Task description:
Update the listing from its start up to and including the line with "118 243 L 120" by replacing "sun lounger" with "deck chair" and leaving everything else unchanged. Omit the pictures from your answer.

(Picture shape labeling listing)

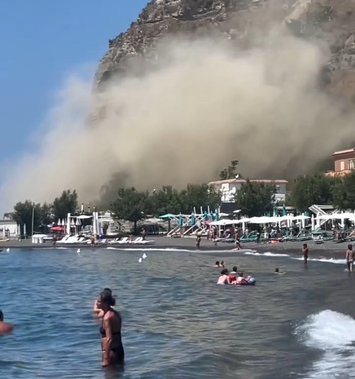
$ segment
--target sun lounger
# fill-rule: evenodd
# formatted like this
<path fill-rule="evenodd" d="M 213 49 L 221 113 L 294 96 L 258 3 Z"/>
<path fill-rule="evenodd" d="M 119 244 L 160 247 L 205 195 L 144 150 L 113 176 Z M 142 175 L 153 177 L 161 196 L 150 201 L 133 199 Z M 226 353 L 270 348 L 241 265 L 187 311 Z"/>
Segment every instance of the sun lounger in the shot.
<path fill-rule="evenodd" d="M 118 243 L 120 245 L 123 243 L 128 243 L 129 242 L 128 237 L 124 237 L 122 239 L 120 239 L 119 241 L 117 241 L 117 242 L 115 242 L 115 243 Z"/>

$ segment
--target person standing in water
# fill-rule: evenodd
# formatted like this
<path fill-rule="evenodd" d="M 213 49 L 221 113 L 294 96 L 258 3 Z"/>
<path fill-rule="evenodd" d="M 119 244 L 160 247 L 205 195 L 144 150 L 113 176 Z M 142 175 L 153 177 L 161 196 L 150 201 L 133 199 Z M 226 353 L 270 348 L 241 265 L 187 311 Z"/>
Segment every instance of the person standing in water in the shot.
<path fill-rule="evenodd" d="M 303 253 L 303 263 L 305 265 L 307 265 L 307 261 L 308 260 L 308 253 L 309 250 L 308 250 L 308 247 L 307 243 L 303 244 L 303 247 L 302 247 L 302 253 Z"/>
<path fill-rule="evenodd" d="M 201 244 L 201 235 L 197 234 L 196 237 L 196 249 L 198 250 L 200 250 L 200 244 Z"/>
<path fill-rule="evenodd" d="M 100 330 L 103 367 L 124 364 L 124 350 L 121 337 L 122 319 L 119 313 L 112 307 L 115 303 L 108 292 L 102 292 L 97 299 L 98 307 L 104 311 Z"/>
<path fill-rule="evenodd" d="M 3 313 L 0 309 L 0 335 L 8 334 L 13 330 L 14 326 L 12 324 L 4 322 Z"/>
<path fill-rule="evenodd" d="M 350 244 L 348 245 L 346 258 L 347 265 L 348 266 L 348 271 L 349 272 L 352 272 L 354 267 L 354 259 L 355 259 L 355 252 L 353 250 L 353 245 Z"/>

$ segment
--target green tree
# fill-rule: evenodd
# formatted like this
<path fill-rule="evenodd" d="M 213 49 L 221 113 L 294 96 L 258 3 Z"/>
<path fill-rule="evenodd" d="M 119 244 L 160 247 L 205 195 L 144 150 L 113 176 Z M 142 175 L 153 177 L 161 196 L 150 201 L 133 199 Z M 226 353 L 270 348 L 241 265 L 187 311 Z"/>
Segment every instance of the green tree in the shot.
<path fill-rule="evenodd" d="M 180 193 L 171 186 L 153 191 L 149 196 L 149 202 L 150 213 L 156 216 L 166 213 L 178 214 L 181 210 Z"/>
<path fill-rule="evenodd" d="M 77 193 L 74 190 L 63 191 L 60 197 L 56 197 L 53 203 L 55 220 L 65 219 L 68 213 L 75 213 L 78 207 Z"/>
<path fill-rule="evenodd" d="M 118 197 L 111 204 L 112 213 L 120 220 L 133 223 L 135 233 L 137 223 L 146 218 L 151 210 L 149 197 L 147 192 L 138 192 L 134 187 L 120 189 Z"/>
<path fill-rule="evenodd" d="M 324 175 L 305 175 L 295 180 L 288 199 L 300 212 L 304 212 L 314 204 L 331 204 L 338 178 Z"/>
<path fill-rule="evenodd" d="M 20 226 L 21 232 L 24 233 L 24 225 L 26 226 L 26 233 L 30 234 L 32 231 L 32 217 L 34 231 L 37 230 L 41 225 L 41 207 L 30 200 L 24 203 L 18 202 L 14 207 L 13 219 Z"/>
<path fill-rule="evenodd" d="M 235 201 L 242 213 L 249 217 L 263 216 L 272 211 L 275 203 L 275 186 L 250 182 L 242 185 L 235 195 Z"/>
<path fill-rule="evenodd" d="M 234 159 L 231 161 L 230 165 L 227 168 L 225 168 L 219 173 L 219 178 L 222 180 L 234 179 L 238 174 L 237 172 L 237 166 L 239 164 L 239 161 L 238 159 Z"/>
<path fill-rule="evenodd" d="M 211 210 L 217 208 L 220 204 L 220 193 L 214 187 L 207 184 L 190 184 L 180 192 L 181 213 L 191 213 L 194 207 L 203 207 L 206 209 L 209 206 Z"/>
<path fill-rule="evenodd" d="M 334 205 L 341 209 L 355 209 L 355 173 L 338 178 L 333 188 Z"/>

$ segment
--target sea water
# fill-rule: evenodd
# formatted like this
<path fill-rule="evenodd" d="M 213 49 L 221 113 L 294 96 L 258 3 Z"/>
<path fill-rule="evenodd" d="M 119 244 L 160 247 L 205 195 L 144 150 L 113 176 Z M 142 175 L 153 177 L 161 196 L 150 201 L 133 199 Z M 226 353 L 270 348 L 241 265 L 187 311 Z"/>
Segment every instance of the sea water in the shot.
<path fill-rule="evenodd" d="M 305 268 L 291 256 L 106 249 L 0 254 L 0 308 L 15 326 L 0 337 L 0 377 L 354 378 L 355 277 L 336 260 L 314 257 Z M 217 285 L 219 269 L 213 266 L 221 260 L 256 285 Z M 276 267 L 286 273 L 274 274 Z M 101 367 L 92 308 L 107 286 L 123 318 L 123 372 Z"/>

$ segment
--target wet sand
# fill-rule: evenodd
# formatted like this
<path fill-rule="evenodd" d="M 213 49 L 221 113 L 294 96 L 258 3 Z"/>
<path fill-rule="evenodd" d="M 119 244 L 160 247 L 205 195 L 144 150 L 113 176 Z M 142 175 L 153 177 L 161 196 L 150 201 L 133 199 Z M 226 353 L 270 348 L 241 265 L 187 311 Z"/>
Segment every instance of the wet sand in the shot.
<path fill-rule="evenodd" d="M 146 245 L 134 245 L 130 244 L 99 244 L 95 246 L 95 248 L 102 247 L 105 248 L 108 246 L 127 248 L 137 248 L 141 249 L 142 248 L 155 248 L 155 249 L 169 249 L 174 248 L 182 250 L 196 250 L 196 240 L 193 237 L 184 237 L 184 238 L 175 238 L 164 236 L 149 236 L 146 238 L 147 240 L 154 241 L 155 243 Z M 310 252 L 312 254 L 312 252 L 317 253 L 320 255 L 326 255 L 327 257 L 339 257 L 345 256 L 345 251 L 347 248 L 348 242 L 341 242 L 340 243 L 335 243 L 332 241 L 327 241 L 324 243 L 320 244 L 316 244 L 312 241 L 287 241 L 281 242 L 277 244 L 267 244 L 267 243 L 256 243 L 255 242 L 247 242 L 242 244 L 243 249 L 255 250 L 259 251 L 269 251 L 275 253 L 281 253 L 282 251 L 293 250 L 299 250 L 301 253 L 302 250 L 302 244 L 307 243 L 310 249 Z M 60 244 L 57 243 L 57 247 L 64 247 L 70 248 L 78 248 L 80 249 L 92 249 L 90 246 L 90 244 Z M 0 249 L 6 249 L 10 248 L 11 249 L 39 249 L 39 248 L 48 248 L 52 247 L 52 243 L 50 241 L 46 241 L 44 243 L 40 244 L 33 244 L 30 238 L 22 241 L 17 240 L 11 240 L 10 241 L 0 241 Z M 208 241 L 206 238 L 204 238 L 201 240 L 200 250 L 202 251 L 206 250 L 232 250 L 235 248 L 234 244 L 233 243 L 226 243 L 223 242 L 218 242 L 217 246 L 215 246 L 213 242 Z"/>

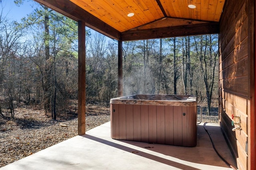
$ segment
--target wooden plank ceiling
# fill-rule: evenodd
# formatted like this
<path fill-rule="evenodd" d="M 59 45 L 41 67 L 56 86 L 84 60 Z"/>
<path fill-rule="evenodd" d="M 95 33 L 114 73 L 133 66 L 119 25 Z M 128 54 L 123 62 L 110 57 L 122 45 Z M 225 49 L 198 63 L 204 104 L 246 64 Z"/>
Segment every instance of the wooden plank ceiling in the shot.
<path fill-rule="evenodd" d="M 225 0 L 34 0 L 118 40 L 218 33 Z M 194 5 L 195 8 L 188 8 Z M 128 15 L 134 13 L 129 17 Z"/>

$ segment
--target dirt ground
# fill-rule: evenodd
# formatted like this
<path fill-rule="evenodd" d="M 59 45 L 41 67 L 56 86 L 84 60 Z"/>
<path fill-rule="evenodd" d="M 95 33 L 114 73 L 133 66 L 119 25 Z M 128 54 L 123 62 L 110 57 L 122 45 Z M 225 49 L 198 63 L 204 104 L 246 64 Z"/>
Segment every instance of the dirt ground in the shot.
<path fill-rule="evenodd" d="M 14 110 L 15 117 L 3 109 L 0 116 L 0 167 L 77 135 L 77 102 L 72 101 L 57 121 L 45 115 L 40 106 L 23 105 Z M 86 130 L 110 121 L 109 107 L 86 104 Z"/>

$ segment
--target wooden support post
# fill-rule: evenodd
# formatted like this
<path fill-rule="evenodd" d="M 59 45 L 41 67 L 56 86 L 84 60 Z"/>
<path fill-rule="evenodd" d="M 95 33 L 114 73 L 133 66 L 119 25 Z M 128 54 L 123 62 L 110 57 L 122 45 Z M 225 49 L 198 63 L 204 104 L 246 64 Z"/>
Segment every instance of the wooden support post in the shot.
<path fill-rule="evenodd" d="M 123 52 L 122 42 L 118 41 L 118 97 L 123 96 Z"/>
<path fill-rule="evenodd" d="M 78 21 L 78 134 L 85 134 L 85 23 Z"/>

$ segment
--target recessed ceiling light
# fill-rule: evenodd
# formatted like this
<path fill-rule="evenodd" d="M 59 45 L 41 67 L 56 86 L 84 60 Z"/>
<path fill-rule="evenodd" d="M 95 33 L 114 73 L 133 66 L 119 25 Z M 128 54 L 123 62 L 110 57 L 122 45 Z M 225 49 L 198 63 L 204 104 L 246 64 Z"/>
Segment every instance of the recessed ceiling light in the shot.
<path fill-rule="evenodd" d="M 194 9 L 196 7 L 195 5 L 188 5 L 188 8 L 191 9 Z"/>
<path fill-rule="evenodd" d="M 128 14 L 128 15 L 127 15 L 127 16 L 128 16 L 129 17 L 132 17 L 132 16 L 134 15 L 134 13 L 129 13 Z"/>

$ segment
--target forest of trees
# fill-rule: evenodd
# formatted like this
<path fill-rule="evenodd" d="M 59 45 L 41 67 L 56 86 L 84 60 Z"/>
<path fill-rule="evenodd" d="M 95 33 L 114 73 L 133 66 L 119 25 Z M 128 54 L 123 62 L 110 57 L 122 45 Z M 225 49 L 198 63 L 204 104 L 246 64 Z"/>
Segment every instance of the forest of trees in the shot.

Task response:
$ segment
--target deck chair
# fill-rule: evenodd
# formatted like this
<path fill-rule="evenodd" d="M 213 49 L 221 113 L 294 96 L 258 3 Z"/>
<path fill-rule="evenodd" d="M 119 244 L 160 247 L 205 195 L 144 150 L 113 176 Z M 142 175 L 153 177 L 161 196 L 150 201 L 133 199 Z M 226 353 L 270 348 L 241 265 L 187 311 Z"/>
Segment every instance of the deck chair in the shot.
<path fill-rule="evenodd" d="M 118 243 L 120 245 L 123 243 L 128 243 L 129 242 L 128 237 L 124 237 L 122 239 L 120 239 L 119 241 L 117 241 L 117 242 L 115 242 L 115 243 Z"/>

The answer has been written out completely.